> [What the task requires] Write out every entry, unchanged. Skip any picture.

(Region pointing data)
──────────────────────────────

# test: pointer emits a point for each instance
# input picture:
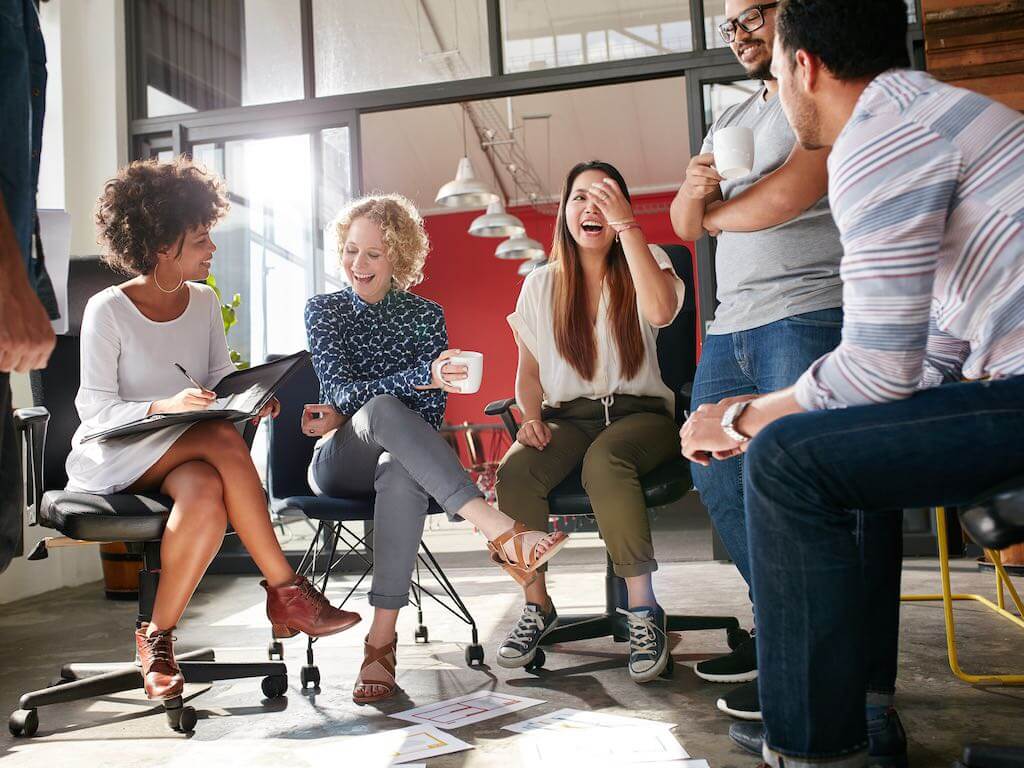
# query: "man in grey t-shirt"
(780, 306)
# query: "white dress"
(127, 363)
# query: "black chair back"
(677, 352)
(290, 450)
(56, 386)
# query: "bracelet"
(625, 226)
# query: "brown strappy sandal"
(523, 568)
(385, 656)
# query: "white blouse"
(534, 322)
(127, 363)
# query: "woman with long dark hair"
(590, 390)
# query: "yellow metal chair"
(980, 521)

──────────────────────────────

> [Reply to the task]
# test: pointer emits a point for each instance
# input picture:
# query: "man in grey t-shirt"
(780, 306)
# query: "white dress"
(127, 363)
# query: "black chair back"
(677, 352)
(290, 450)
(56, 386)
# query: "bracelet"
(625, 226)
# query: "brown strappy sandal"
(523, 568)
(385, 656)
# query: "white blouse"
(534, 322)
(127, 363)
# query: "woman with long dark hair"
(590, 390)
# query: "yellow metal chair"
(980, 521)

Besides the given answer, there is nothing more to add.